*Information*.
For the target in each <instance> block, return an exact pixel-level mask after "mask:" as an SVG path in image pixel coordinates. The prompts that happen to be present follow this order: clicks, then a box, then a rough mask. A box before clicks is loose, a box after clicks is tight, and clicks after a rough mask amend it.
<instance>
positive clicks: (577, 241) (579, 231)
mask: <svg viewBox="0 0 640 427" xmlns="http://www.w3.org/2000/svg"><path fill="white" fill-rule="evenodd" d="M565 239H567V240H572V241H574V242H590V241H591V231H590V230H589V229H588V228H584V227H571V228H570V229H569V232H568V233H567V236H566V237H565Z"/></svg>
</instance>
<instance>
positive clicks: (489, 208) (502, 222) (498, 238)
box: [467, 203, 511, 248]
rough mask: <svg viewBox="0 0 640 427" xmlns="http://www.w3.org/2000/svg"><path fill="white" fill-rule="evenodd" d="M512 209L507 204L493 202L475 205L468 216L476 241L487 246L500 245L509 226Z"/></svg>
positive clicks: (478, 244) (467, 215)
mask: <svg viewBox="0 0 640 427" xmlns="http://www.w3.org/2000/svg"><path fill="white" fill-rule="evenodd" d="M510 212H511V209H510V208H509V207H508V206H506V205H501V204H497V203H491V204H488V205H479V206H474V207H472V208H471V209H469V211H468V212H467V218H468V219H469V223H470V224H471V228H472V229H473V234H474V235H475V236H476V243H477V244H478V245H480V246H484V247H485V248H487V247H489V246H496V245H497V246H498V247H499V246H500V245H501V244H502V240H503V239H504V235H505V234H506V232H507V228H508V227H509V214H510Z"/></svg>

*Problem details*. Could you copy out every line in the listing where the word "rough" appears?

*Solution to the exercise*.
For the target in each <instance> block, return an exact pixel-level mask after "mask:" as an SVG path in image pixel coordinates. The prompts that happen to be present follow this order: clicks, then a box, then a rough mask. A box before clicks is loose, a box after clicks is tight, and clicks after a rough mask amend it.
rough mask: <svg viewBox="0 0 640 427" xmlns="http://www.w3.org/2000/svg"><path fill="white" fill-rule="evenodd" d="M512 209L507 204L493 202L475 205L468 216L476 241L487 246L500 245L509 226Z"/></svg>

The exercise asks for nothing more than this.